DOCUMENT EXTRACT.
——

EDINBURGH, SCOTLAND - The National Gallery of Scotland invites you to view some treasures from its collection and celebrate the ‘Dawn of the Golden Age’ of Dutch Art this autumn. Dutch Mannerism focuses on two major acquisitions made by the National Gallery of Scotland in recent years: Hendrick Goltzius’ extraordinary drawing of a Bust of a Man with a Tasselled Cap and Abraham Bloemaert’s splendid painting, Miracle of the Loaves. These masterpieces will be shown beside approximately 30 prints and drawing from the permanent collection including examples of by Goltzius’ contemporaries, Jacob Matham, Jan Saenredam, and Jacques de Gheyn.
The word ‘Mannerism’ derives from the Italian maniera and this style of art is usually associated with Italian painting, sculpture and architecture of the period between the High Renaissance and the Baroque. Dutch Mannerism, however, was the predominant style in the art of the Northern Netherlands from about the 1580s until the 1610s and developed from the NethverlandishNeverlandish tradition blended with Italian and German art. Paintings, drawings and prints of Dutch Mannerism are among the most sophisticated and celebrated works of Dutch Art and form the brilliant ‘Dawn of the Golden Age’.
The most important artist of Dutch Mannerism is Hendrick Goltzius. In 1587 he produced one of his most memorable drawings, the Bust of a Man with a Tasselled Cap. This large pen drawing is undoubtedly the most extraordinary addition of recent decades to Goltzius’s oeuvre. An unknown work until acquired in 2000 by the National Galleries of Scotland from the collection of the Duke of Buccleuch at Boughton House (Kettering, Northamptonshire), it probably came from an album bought by one of the Dukes of Montagu in the eighteenth century. The sheet is dominated by the fleshy head of a man with huge double chins, wearing a high cap with flaps and a tassel and shows Goltzius’s technical virtuosity and his power of imagination.

——

DATA ROWS.
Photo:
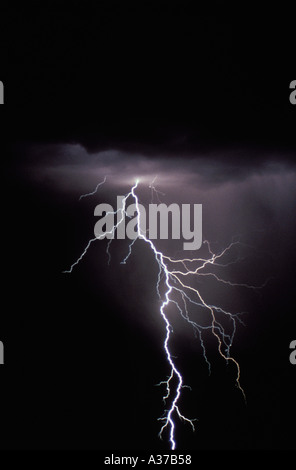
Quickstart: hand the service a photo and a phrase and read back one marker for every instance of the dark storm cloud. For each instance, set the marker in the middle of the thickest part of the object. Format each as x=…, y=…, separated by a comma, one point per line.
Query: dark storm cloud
x=73, y=167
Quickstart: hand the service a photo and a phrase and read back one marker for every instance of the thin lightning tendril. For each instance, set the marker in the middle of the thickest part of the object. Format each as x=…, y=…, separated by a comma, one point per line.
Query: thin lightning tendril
x=173, y=280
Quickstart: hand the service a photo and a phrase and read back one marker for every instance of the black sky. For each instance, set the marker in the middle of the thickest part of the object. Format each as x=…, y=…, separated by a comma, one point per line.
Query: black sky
x=202, y=94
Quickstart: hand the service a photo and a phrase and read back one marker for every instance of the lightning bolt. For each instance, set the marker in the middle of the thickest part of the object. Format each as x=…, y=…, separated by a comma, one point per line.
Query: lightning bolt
x=180, y=293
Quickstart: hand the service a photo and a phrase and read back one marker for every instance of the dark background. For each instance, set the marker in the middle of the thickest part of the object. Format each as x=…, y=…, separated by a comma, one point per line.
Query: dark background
x=133, y=79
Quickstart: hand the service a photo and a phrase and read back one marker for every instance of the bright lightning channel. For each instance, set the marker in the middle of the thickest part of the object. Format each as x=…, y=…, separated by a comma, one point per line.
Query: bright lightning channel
x=174, y=282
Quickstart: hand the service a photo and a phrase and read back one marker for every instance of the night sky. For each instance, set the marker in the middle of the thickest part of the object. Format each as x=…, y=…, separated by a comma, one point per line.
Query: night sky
x=201, y=101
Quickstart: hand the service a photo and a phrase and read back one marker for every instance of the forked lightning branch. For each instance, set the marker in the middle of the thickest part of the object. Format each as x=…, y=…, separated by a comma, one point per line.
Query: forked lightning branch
x=174, y=280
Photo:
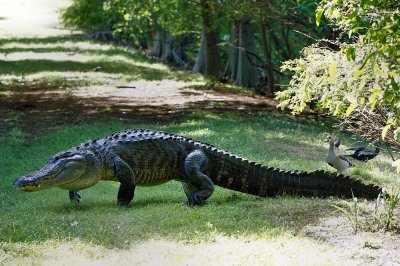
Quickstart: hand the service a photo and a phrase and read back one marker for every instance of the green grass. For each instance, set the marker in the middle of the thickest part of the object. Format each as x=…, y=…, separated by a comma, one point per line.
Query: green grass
x=158, y=227
x=128, y=64
x=32, y=223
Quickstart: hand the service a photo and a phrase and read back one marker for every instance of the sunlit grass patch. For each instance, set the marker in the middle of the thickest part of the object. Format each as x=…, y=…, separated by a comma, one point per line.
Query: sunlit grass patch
x=231, y=227
x=19, y=58
x=283, y=250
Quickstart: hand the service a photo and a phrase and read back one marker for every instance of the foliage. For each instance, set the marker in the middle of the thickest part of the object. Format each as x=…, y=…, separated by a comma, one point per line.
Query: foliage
x=138, y=22
x=88, y=15
x=363, y=74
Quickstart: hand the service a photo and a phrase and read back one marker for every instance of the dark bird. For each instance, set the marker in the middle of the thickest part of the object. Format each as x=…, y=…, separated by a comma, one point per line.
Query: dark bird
x=362, y=153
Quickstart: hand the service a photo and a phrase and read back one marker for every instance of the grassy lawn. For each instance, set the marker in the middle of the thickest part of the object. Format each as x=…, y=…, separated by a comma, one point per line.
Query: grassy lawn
x=158, y=227
x=44, y=226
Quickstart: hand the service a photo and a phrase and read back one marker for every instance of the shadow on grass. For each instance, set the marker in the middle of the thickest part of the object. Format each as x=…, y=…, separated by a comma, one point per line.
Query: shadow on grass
x=24, y=67
x=59, y=48
x=157, y=211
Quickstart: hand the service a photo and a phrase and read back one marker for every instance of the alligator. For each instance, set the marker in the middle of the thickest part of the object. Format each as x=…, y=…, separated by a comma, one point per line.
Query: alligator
x=143, y=157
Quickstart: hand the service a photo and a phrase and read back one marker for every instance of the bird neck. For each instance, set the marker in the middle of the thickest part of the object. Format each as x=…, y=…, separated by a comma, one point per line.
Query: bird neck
x=377, y=149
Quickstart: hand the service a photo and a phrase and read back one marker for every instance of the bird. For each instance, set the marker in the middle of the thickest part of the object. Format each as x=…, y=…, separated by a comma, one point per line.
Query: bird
x=362, y=153
x=339, y=162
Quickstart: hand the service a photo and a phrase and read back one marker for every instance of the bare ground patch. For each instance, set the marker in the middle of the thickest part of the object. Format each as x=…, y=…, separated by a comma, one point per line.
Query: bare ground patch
x=34, y=108
x=363, y=248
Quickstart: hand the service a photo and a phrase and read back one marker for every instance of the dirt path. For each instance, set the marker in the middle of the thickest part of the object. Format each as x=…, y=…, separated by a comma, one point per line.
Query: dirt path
x=58, y=81
x=121, y=84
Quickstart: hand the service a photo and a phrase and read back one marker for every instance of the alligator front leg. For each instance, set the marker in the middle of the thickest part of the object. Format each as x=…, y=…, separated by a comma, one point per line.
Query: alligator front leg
x=199, y=187
x=125, y=175
x=74, y=196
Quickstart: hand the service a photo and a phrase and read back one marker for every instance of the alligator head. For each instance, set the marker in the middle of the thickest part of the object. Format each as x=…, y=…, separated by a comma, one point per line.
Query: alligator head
x=60, y=169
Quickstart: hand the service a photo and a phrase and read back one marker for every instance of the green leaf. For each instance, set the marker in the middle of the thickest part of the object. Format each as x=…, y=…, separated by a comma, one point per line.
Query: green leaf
x=385, y=130
x=332, y=69
x=351, y=108
x=351, y=98
x=318, y=16
x=351, y=53
x=397, y=165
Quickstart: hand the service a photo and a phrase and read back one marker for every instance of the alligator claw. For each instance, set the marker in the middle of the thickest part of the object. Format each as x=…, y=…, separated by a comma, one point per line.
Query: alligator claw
x=74, y=196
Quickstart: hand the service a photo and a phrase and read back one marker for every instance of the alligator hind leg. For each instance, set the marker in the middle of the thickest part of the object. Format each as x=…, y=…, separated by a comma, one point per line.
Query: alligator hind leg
x=125, y=176
x=74, y=196
x=198, y=187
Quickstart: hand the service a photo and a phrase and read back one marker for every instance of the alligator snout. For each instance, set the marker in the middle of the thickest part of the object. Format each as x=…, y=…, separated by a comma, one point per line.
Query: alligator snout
x=22, y=183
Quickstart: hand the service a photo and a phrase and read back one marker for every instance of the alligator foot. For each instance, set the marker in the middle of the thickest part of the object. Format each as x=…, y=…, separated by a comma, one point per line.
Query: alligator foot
x=74, y=196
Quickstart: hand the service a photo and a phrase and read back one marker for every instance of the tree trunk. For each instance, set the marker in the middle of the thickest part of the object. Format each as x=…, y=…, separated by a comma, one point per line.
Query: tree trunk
x=268, y=60
x=211, y=35
x=167, y=48
x=201, y=59
x=157, y=48
x=233, y=52
x=246, y=75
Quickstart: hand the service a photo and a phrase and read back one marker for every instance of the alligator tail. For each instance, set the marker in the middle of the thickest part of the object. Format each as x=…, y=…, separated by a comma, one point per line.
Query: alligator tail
x=249, y=177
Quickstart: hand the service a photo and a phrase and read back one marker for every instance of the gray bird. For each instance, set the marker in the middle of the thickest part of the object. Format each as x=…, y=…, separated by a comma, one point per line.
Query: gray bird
x=339, y=162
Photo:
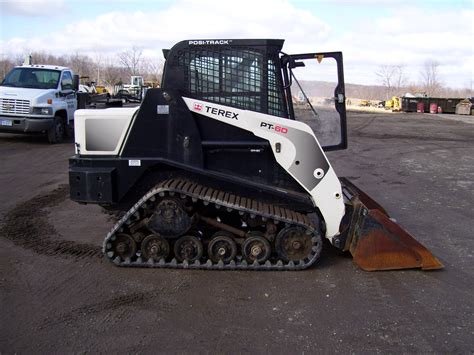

——

PROBLEM SET.
[a] Repeat the stretch of the listing from the line containing "of the gray" through the end of the listing, with the pictures left out.
[b] Proceed with the passage on Dutch Mannerism from the point where it stops.
The passage on Dutch Mannerism and the listing come from unrelated sources.

ANSWERS TO EACH TASK.
[a]
Quickstart: hand the service a photo and a phrase and read back one marker for every instance of the gray bird. For each instance, set the marker in the middle of the thickest part of the object. Format each as x=…, y=…, separated by a comma, one point per line.
Query: gray bird
x=339, y=162
Photo:

[b]
Goltzius along with fellow artists Van Mander and Cornelis Cornelisz van Haarlem (1562-1638) founded the ‘Haarlem Academy’. While we do not know how long it existed or how it worked the impact of the three artists on Dutch art cannot be overestimated. While Haarlem clearly was the centre of Dutch Mannerism, there was also a distinct Utrecht Mannerism style represented by Abraham Bloemaert and Joachim Wtewael (1566-1638). Bloemaert’s painting, The Miracle of the Loaves - where Christ is shown with the five loaves and two fishes which will feed the five thousand – is typical of mannerist painting as the main scene takes place in the middle distance, and is framed and partly obscured by monumental figures in the foreground. Bloemaert painted this work shortly after staying in Amsterdam in 1591-2 which had given him the opportunity to meet artists from Haarlem. It is the earliest surviving depiction he made of this rarely depicted subject.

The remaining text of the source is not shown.